[Görev Yönergesi]
Metin parçasına göre AK Parti, 2002 yılında iktidar olduğunda topluma siyasette ne vaat ediyordu?

[Metin Parçası]
↓↓↓

Mlliyet Milliyet Blog Milliyet Blog
 
Facebook Connect
Blog Kategorileri
 

18 Mart '18

 
Kategori
Siyaset
 

Otoriter Devletten Gülen Yüzlü Devlete...

Adalet ve Kalkınma Partisi, 2002 yılında ilk defa seçimi kazandığında ve iktidar olduğunda, topluma siyasette değişim vaad ediyordu:

Türkiye, bir darboğazdan geçiyordu...

Ülkenin yönetim kademesindeki siyasetçileri; daha doğrusu cumhurbaşkanı ile başbakanı anayasa kitapçığı fırlatma polemiği sonucunda, memleketi bir ekonomik krize götürdükleri gibi, siyaset kurumunu da istikrardan uzaklaştırmışlardı.

AK Parti; işte bu sıkıntılı dönemde, ekonomik krizin neden olduğu yılgınlık ortamında, vatandaşların siyasi partilere öfke duyduğu bir süreçte, “Değişim” vaad ederek, hükümetini kurmuştur.

O zamana kadar Türkiye’de siyaset kurumu rüştünü ispatlayamamış, hep bir büyük abi tarafından yönlendirilmiş, askerî vesayetle jüristokratik vesayet arasında gidip gelmiş, koalisyon hükümetlerinin memleketi karanlık süreçlerden geçirdiği bir dönemde, geniş kitleler, kurtuluşu AK Parti’de görüp, idareyi de teslim etmişlerdir.

***

Dönem dönem gerçekleştirilmiş darbelerden ötürü yazılmış anayasaların temel hak ve özgürlükleri “tırpanlaması”, ki özellikle 82 ANAYASASININ devletin bütünlüğünü ve kutsiyetini vatandaşının haklarından daha önce görmesi, aslında devletin bürokratik kurumlarının, siyasetçileri ve toplumu bir baba edasıyla sürekli kontrol etme istenci, ülkemizde siyaset kurumunun hep vesayet altında kalmasına neden olmuştur.

↑↑↑

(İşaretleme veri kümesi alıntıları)
↓↓↓

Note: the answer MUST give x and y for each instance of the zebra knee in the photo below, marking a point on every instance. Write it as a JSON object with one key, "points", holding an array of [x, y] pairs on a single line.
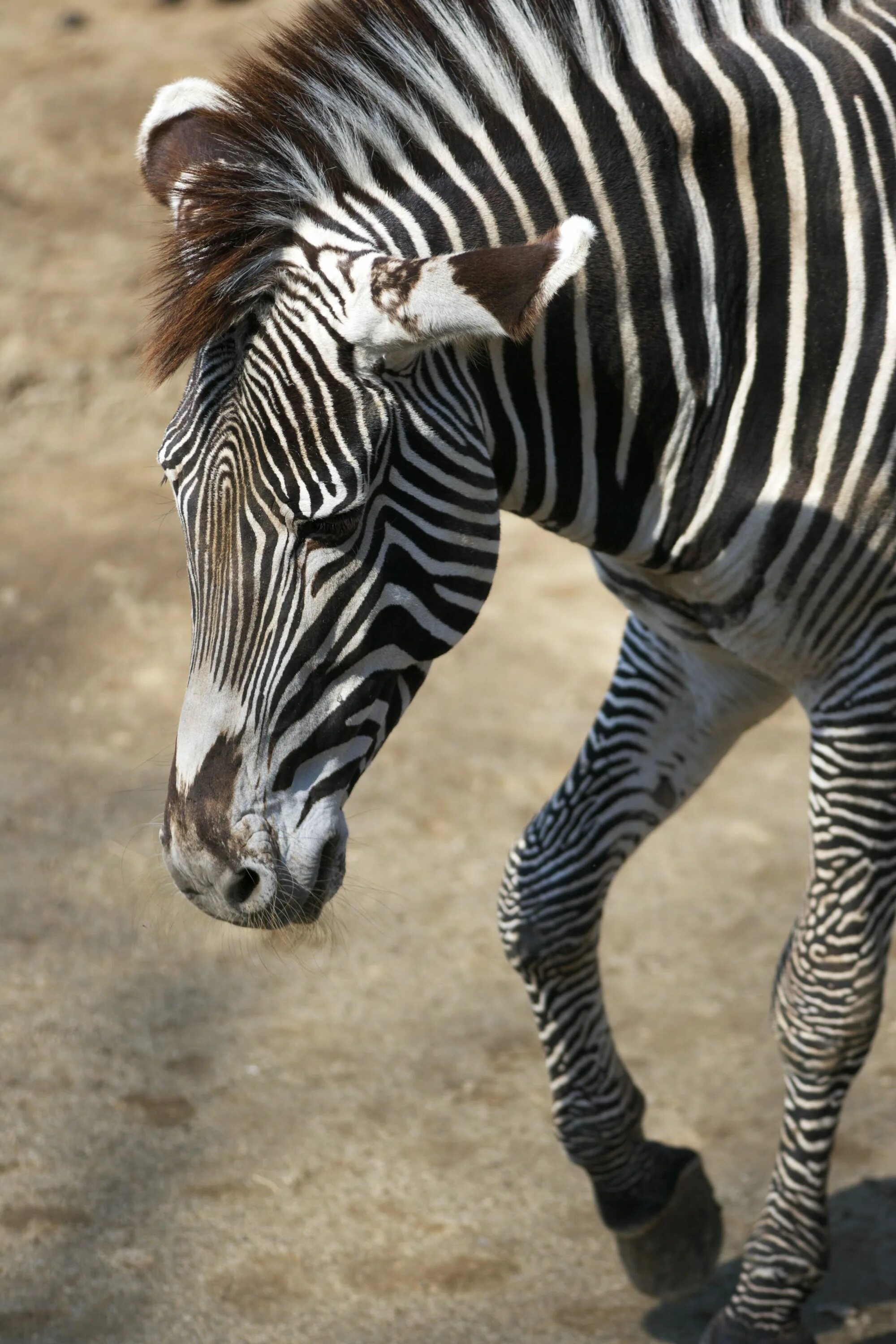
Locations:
{"points": [[825, 1012], [539, 928]]}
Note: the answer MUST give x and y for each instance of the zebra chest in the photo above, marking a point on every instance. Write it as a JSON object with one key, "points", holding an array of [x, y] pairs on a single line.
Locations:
{"points": [[720, 613]]}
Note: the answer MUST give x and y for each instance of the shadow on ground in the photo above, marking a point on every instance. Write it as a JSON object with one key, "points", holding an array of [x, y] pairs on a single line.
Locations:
{"points": [[860, 1283]]}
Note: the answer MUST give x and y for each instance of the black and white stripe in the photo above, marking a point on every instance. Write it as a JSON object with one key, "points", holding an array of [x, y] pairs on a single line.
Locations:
{"points": [[708, 404]]}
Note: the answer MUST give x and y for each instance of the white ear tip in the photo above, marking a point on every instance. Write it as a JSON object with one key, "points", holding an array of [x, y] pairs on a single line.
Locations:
{"points": [[574, 238], [174, 101]]}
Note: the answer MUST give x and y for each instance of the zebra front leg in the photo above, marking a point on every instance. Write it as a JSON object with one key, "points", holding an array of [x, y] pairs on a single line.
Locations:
{"points": [[827, 1006], [668, 718]]}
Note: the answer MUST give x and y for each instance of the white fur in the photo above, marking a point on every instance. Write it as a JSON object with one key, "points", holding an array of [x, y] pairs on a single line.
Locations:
{"points": [[174, 101], [444, 311]]}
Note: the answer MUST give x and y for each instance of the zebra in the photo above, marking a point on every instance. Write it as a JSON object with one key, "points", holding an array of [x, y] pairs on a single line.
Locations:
{"points": [[625, 268]]}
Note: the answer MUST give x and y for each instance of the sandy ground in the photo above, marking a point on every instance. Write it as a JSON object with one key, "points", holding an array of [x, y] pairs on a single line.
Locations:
{"points": [[215, 1137]]}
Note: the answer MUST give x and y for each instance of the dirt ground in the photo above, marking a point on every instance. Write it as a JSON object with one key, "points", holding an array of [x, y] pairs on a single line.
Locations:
{"points": [[210, 1136]]}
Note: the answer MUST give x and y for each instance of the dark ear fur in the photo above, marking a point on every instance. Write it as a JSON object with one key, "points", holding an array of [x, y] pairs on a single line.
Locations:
{"points": [[178, 146]]}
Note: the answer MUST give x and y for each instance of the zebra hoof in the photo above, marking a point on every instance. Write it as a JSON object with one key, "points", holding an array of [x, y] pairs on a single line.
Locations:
{"points": [[676, 1253], [723, 1330]]}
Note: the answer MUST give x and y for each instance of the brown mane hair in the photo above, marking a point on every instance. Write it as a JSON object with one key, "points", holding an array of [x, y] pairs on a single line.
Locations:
{"points": [[238, 211]]}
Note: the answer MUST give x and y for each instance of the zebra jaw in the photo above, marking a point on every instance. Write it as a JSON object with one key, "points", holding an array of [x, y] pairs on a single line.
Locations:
{"points": [[245, 863]]}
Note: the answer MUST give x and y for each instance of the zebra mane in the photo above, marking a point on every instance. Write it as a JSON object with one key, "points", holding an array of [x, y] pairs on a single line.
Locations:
{"points": [[336, 99]]}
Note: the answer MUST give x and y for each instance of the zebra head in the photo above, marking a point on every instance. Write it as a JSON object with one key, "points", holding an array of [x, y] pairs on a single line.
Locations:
{"points": [[331, 464]]}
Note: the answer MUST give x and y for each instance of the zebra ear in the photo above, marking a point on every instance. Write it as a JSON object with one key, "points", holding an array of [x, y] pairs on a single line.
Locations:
{"points": [[401, 304], [178, 135]]}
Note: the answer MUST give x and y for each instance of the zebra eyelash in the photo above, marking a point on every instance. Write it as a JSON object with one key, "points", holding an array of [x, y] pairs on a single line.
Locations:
{"points": [[335, 529]]}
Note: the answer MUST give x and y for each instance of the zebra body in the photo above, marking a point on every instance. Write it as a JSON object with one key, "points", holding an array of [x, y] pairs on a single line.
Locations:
{"points": [[622, 268]]}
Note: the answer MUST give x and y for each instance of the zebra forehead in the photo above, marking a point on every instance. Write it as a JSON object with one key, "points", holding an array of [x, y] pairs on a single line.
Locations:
{"points": [[292, 143]]}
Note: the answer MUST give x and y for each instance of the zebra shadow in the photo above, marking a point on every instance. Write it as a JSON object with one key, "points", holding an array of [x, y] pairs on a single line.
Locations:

↑↑↑

[Tamamlanmış Görev]
Siyasette değişim vaat ediyordu.